These records are to be written out exactly as they read, minus the pictures.

» Segmentation mask data:

- - -

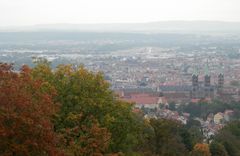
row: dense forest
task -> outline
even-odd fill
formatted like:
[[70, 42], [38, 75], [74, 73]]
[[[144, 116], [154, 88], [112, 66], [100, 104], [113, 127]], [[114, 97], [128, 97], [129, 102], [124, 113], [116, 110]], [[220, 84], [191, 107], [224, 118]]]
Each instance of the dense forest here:
[[[72, 65], [53, 70], [42, 59], [35, 63], [20, 71], [0, 64], [0, 155], [240, 155], [238, 120], [203, 142], [196, 122], [144, 119], [133, 104], [118, 99], [102, 73]], [[204, 116], [199, 111], [209, 110], [205, 107], [179, 109]]]

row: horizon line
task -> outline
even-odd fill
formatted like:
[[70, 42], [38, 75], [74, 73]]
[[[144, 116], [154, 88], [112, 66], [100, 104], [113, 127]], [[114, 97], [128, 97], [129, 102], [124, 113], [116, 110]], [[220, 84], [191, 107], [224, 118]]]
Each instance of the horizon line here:
[[41, 25], [98, 25], [98, 24], [148, 24], [148, 23], [160, 23], [160, 22], [220, 22], [220, 23], [240, 23], [240, 21], [226, 21], [226, 20], [154, 20], [143, 22], [84, 22], [84, 23], [71, 23], [71, 22], [56, 22], [56, 23], [37, 23], [37, 24], [25, 24], [25, 25], [6, 25], [0, 26], [0, 28], [7, 27], [34, 27]]

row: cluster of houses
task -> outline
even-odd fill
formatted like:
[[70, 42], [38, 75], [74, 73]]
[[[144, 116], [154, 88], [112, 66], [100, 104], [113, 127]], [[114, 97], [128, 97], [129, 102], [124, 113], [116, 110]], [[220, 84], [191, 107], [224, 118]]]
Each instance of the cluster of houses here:
[[179, 121], [182, 124], [187, 124], [187, 120], [189, 118], [189, 114], [185, 113], [183, 115], [179, 115], [178, 112], [176, 111], [171, 111], [169, 109], [157, 109], [156, 112], [154, 113], [147, 113], [144, 115], [145, 119], [150, 119], [150, 118], [163, 118], [163, 119], [170, 119], [170, 120], [175, 120]]
[[[134, 109], [141, 110], [144, 113], [145, 119], [150, 118], [165, 118], [187, 124], [189, 120], [189, 113], [182, 113], [168, 109], [168, 99], [162, 94], [156, 94], [151, 90], [144, 90], [144, 92], [118, 92], [119, 98], [133, 103]], [[164, 106], [164, 107], [161, 107]], [[196, 118], [201, 123], [201, 131], [206, 139], [210, 139], [215, 135], [224, 125], [230, 121], [233, 115], [233, 110], [225, 110], [216, 114], [210, 113], [206, 120]]]
[[207, 120], [199, 120], [202, 127], [202, 133], [206, 139], [210, 139], [211, 136], [215, 135], [224, 125], [231, 120], [233, 110], [225, 110], [224, 112], [218, 112], [216, 114], [210, 113]]

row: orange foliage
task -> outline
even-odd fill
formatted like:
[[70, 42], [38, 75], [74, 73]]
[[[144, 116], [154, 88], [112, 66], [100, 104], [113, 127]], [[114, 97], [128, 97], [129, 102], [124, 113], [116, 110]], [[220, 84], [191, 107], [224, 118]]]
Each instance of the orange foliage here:
[[101, 128], [96, 123], [91, 128], [86, 128], [85, 131], [88, 131], [88, 135], [80, 137], [80, 142], [86, 144], [81, 149], [81, 152], [96, 156], [102, 155], [108, 148], [110, 133], [108, 133], [106, 128]]
[[0, 64], [0, 155], [60, 155], [50, 119], [56, 111], [31, 69]]
[[193, 155], [211, 156], [208, 144], [196, 144], [193, 148]]
[[[80, 118], [78, 118], [81, 120]], [[66, 128], [63, 134], [63, 142], [67, 146], [66, 153], [69, 155], [92, 155], [103, 156], [111, 139], [106, 128], [100, 127], [92, 118], [91, 124], [82, 123], [74, 128]]]

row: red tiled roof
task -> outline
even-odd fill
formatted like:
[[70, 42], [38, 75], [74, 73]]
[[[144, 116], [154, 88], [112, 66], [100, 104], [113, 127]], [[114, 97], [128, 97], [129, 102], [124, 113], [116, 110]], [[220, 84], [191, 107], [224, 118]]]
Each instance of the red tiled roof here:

- - -

» REPLY:
row: dense forest
task -> outline
even-odd fill
formatted like:
[[70, 42], [38, 75], [74, 73]]
[[[144, 116], [154, 88], [112, 66], [100, 104], [113, 127]], [[114, 97], [128, 97], [129, 102], [124, 113], [116, 110]], [[220, 84], [191, 107], [224, 118]]]
Each instance of the dense forest here:
[[[72, 65], [53, 70], [42, 59], [35, 63], [20, 71], [0, 64], [0, 155], [240, 155], [238, 120], [203, 142], [196, 122], [144, 119], [133, 104], [118, 99], [102, 73]], [[204, 116], [199, 111], [209, 110], [205, 107], [179, 109]]]

row: horizon line
task -> outline
even-odd fill
formatted like:
[[70, 42], [38, 75], [74, 73]]
[[[144, 116], [154, 88], [112, 66], [100, 104], [113, 127]], [[114, 97], [128, 97], [129, 102], [124, 113], [116, 110]], [[220, 84], [191, 107], [224, 118]]]
Each instance of the horizon line here:
[[41, 25], [98, 25], [98, 24], [148, 24], [148, 23], [160, 23], [160, 22], [220, 22], [220, 23], [240, 23], [240, 21], [226, 21], [226, 20], [154, 20], [143, 22], [84, 22], [84, 23], [71, 23], [71, 22], [56, 22], [56, 23], [37, 23], [37, 24], [25, 24], [25, 25], [6, 25], [0, 26], [0, 28], [7, 27], [34, 27]]

row: cluster of houses
task -> outline
even-odd fill
formatted like:
[[70, 42], [38, 75], [74, 73]]
[[[144, 116], [154, 88], [112, 66], [100, 104], [113, 127]], [[114, 97], [128, 97], [129, 102], [124, 113], [116, 110]], [[220, 84], [191, 107], [224, 118]]]
Each instance of the cluster of houses here:
[[179, 121], [182, 124], [187, 124], [187, 120], [189, 118], [189, 114], [185, 113], [183, 115], [179, 115], [178, 112], [176, 111], [171, 111], [169, 109], [157, 109], [156, 112], [154, 113], [147, 113], [144, 115], [145, 119], [150, 119], [150, 118], [163, 118], [163, 119], [170, 119], [170, 120], [175, 120]]
[[[134, 109], [141, 110], [144, 113], [145, 119], [150, 118], [165, 118], [187, 124], [189, 120], [189, 113], [182, 113], [168, 109], [168, 99], [162, 94], [156, 94], [151, 90], [144, 90], [144, 92], [118, 92], [119, 98], [133, 103]], [[164, 106], [164, 107], [161, 107]], [[196, 118], [201, 123], [201, 131], [206, 139], [210, 139], [215, 135], [224, 125], [230, 121], [233, 115], [233, 110], [225, 110], [216, 114], [210, 113], [206, 120]]]
[[207, 120], [199, 120], [202, 127], [202, 133], [206, 139], [210, 139], [211, 136], [215, 135], [224, 125], [231, 120], [233, 110], [225, 110], [224, 112], [218, 112], [216, 114], [210, 113]]

row: orange foliage
task -> outline
even-odd fill
formatted like:
[[70, 42], [38, 75], [74, 73]]
[[[144, 116], [154, 88], [112, 66], [100, 104], [113, 127]], [[114, 97], [128, 97], [129, 102], [124, 113], [116, 110]], [[220, 84], [191, 107], [224, 118]]]
Each instance of the orange foliage here:
[[101, 128], [96, 123], [91, 128], [86, 128], [85, 131], [88, 131], [88, 135], [80, 137], [80, 142], [86, 144], [81, 149], [81, 152], [96, 156], [102, 155], [108, 148], [110, 133], [108, 133], [106, 128]]
[[0, 64], [0, 155], [60, 155], [50, 119], [56, 111], [31, 69]]
[[193, 155], [211, 156], [208, 144], [196, 144], [193, 148]]
[[[80, 118], [78, 118], [81, 120]], [[66, 128], [63, 134], [63, 142], [67, 146], [66, 153], [69, 155], [92, 155], [103, 156], [111, 139], [106, 128], [100, 127], [92, 118], [91, 124], [82, 123], [74, 128]]]

row: red tiled roof
task -> outline
even-odd fill
formatted like:
[[70, 42], [38, 75], [74, 73]]
[[[144, 116], [154, 88], [112, 66], [100, 104], [113, 127]], [[114, 97], [128, 97], [129, 102], [124, 113], [116, 110]], [[220, 84], [191, 107], [224, 118]]]
Each instance of the red tiled roof here:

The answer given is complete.